请把下方GenBank格式说明中从“2、Summary:說明了該序列的功能。”到“the base span.”的这一段原样照录。

------ 展示文本

一、LOCUS
在GenBank格式中,
LOCUS NM_001469 2156 bp mRNA linear(家系血統) PRI(primate猿類) 16-DEC-2004
DEFINITION Homo sapiens thyroid autoantigen 70kDa (Ku antigen) (G22P1), mRNA.
The LOCUS field contains a number of different data elements, including locus name, sequence length, molecule type, GenBank division, and modification date. Each element is described below.
二、COMMENT
1、REVIEWED REFSEQ:說明了該RefSeq生成的過程。
2、Summary:說明了該序列的功能。
三、Feature名詞解釋:information about genes and gene products, as well as regions of(biological significance reported in the) sequence. These can include regions of the sequence that code for proteins and RNA molecules.
Feature下的副標題內容太復雜,必要時到這里The DDBJ/EMBL/GenBank Feature Table查.
1、key:一般選擇Location/Qualifier。
2、complement:cDNA。If a feature is located on the complementary strand, the word "complement" will appear before the base span.
3、5<:指向5’端。If the "<" symbol precedes a base span, the sequence is partial on the 5' end (e.g., CDS <1..206). If the ">" symbol follows a base span, the sequence is partial on the 3' end (e.g., CDS 435..915>.
4、/db_xref:其字符串是通往其他數據庫的鏈接。
/db_xref="taxon:9606" taxonomy 物種分類學
/db_xref="GeneID:2547" 鏈接到Gene。
/db_xref="LocusID:2547" 鏈接到Locuslink。
/db_xref="MIM:152690" 鏈接到OMIM。
四、兩個例子:
Key =Location/Qualifiers
CDS=23..400
====/product="alcohol dehydrogenase"
====/gene="adhI"

------------
------ 待审数据

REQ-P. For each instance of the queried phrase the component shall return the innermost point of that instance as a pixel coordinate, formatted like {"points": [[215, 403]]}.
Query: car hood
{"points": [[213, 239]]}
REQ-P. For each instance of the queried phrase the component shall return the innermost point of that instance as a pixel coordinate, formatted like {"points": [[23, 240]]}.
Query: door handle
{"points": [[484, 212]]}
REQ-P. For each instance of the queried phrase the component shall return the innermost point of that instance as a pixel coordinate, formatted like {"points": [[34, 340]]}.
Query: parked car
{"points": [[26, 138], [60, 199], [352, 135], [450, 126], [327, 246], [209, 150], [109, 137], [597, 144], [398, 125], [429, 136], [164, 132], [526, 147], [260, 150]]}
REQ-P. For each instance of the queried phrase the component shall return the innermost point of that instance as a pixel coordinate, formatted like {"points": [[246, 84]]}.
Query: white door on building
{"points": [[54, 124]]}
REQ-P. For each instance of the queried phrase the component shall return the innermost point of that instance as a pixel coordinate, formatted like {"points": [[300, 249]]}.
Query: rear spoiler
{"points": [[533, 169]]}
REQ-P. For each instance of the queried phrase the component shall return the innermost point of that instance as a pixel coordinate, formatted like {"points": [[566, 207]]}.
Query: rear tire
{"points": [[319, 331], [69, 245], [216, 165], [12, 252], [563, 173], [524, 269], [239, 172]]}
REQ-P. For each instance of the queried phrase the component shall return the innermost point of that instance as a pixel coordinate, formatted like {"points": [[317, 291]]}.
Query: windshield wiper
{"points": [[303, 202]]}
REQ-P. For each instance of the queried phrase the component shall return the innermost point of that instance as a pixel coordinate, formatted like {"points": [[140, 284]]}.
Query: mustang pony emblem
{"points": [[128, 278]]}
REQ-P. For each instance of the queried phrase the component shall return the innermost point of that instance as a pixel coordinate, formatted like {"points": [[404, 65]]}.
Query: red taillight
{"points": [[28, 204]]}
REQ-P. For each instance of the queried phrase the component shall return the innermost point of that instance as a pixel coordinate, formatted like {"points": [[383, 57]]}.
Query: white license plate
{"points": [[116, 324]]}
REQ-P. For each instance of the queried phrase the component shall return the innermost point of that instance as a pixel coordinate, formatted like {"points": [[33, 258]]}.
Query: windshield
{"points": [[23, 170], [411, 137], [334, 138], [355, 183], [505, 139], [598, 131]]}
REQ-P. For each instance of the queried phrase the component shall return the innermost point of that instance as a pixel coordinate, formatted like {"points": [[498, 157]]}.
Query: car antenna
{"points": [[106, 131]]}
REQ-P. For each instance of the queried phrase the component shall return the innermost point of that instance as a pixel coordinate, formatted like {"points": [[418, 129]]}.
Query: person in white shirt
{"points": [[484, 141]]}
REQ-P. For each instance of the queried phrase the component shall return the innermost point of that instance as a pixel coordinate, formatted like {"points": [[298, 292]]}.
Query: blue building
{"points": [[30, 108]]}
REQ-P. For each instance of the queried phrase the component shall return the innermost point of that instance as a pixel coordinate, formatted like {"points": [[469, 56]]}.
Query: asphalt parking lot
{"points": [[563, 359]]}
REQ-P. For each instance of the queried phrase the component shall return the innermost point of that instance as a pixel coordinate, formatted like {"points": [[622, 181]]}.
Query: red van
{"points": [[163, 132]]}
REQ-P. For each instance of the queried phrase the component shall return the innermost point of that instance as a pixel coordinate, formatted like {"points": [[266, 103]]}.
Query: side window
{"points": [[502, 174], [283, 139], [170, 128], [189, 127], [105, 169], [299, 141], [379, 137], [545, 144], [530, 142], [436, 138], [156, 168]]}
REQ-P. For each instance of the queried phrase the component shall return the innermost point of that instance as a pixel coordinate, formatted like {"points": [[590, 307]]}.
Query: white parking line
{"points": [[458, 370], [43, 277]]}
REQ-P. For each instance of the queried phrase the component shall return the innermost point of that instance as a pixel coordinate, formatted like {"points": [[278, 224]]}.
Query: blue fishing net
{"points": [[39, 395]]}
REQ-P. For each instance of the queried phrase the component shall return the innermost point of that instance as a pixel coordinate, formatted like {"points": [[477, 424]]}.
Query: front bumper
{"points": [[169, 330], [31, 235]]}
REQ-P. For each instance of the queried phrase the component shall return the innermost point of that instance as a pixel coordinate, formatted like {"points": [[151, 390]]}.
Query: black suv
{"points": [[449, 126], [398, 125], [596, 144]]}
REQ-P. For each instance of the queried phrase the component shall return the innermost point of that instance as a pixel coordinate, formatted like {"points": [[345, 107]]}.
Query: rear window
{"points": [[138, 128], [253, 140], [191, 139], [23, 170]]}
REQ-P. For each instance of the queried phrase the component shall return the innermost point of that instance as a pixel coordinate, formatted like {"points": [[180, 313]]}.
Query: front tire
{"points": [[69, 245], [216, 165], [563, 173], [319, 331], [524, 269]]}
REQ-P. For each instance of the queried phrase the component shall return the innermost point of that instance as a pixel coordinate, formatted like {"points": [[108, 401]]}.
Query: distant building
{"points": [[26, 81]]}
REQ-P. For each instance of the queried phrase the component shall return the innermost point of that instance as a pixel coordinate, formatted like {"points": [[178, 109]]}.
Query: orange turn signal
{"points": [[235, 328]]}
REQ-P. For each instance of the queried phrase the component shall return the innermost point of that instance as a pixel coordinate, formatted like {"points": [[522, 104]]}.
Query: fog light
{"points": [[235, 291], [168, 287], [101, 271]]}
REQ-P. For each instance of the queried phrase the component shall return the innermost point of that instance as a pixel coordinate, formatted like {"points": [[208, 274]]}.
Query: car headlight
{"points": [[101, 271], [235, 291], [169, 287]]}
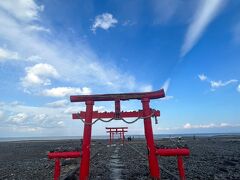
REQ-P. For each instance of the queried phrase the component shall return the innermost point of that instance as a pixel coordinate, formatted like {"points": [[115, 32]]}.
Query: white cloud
{"points": [[202, 77], [76, 64], [23, 10], [39, 74], [164, 10], [38, 28], [18, 118], [27, 117], [6, 54], [66, 91], [59, 103], [104, 21], [217, 84], [166, 85], [205, 13]]}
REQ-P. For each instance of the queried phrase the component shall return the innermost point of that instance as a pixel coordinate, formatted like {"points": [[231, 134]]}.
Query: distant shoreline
{"points": [[156, 136]]}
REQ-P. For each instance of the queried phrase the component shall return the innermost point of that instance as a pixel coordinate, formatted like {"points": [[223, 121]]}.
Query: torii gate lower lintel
{"points": [[120, 130], [146, 113]]}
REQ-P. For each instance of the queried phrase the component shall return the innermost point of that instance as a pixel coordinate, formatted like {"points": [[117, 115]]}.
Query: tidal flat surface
{"points": [[211, 158]]}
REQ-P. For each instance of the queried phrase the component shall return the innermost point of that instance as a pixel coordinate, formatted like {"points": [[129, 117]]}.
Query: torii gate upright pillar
{"points": [[84, 167], [152, 158]]}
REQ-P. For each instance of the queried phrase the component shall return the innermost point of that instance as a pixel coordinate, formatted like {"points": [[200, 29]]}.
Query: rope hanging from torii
{"points": [[153, 114], [118, 114]]}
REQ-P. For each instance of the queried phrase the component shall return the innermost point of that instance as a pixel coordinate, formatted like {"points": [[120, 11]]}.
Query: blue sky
{"points": [[50, 50]]}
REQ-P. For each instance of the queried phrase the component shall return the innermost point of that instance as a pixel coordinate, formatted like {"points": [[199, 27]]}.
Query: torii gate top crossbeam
{"points": [[113, 97]]}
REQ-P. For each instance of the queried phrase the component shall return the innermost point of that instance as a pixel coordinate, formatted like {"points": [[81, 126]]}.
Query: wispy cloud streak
{"points": [[205, 13]]}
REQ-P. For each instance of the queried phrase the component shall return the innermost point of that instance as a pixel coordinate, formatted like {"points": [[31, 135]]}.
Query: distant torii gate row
{"points": [[120, 130], [145, 114]]}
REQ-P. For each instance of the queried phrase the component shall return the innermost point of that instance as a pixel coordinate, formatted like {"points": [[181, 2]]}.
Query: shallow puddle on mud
{"points": [[116, 165]]}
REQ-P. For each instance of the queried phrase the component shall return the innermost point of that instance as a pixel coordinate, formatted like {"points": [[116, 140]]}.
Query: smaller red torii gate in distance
{"points": [[120, 130]]}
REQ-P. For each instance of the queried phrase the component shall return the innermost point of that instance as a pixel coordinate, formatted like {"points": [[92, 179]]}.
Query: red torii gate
{"points": [[120, 130], [145, 114]]}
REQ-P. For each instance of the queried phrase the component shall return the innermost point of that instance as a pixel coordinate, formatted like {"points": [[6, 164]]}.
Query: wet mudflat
{"points": [[211, 158]]}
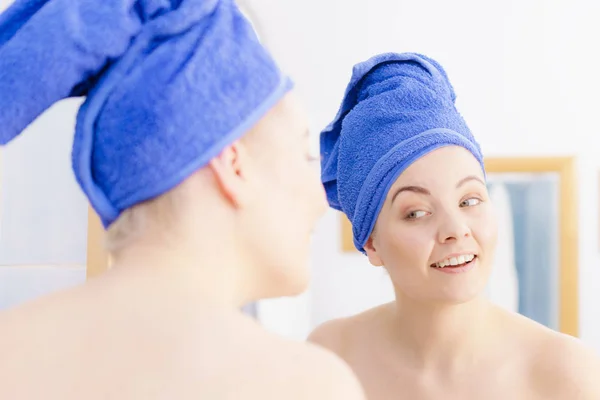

------------

回答:
2、Summary:說明了該序列的功能。
三、Feature名詞解釋:information about genes and gene products, as well as regions of(biological significance reported in the) sequence. These can include regions of the sequence that code for proteins and RNA molecules.
Feature下的副標題內容太復雜,必要時到這里The DDBJ/EMBL/GenBank Feature Table查.
1、key:一般選擇Location/Qualifier。
2、complement:cDNA。If a feature is located on the complementary strand, the word "complement" will appear before the base span.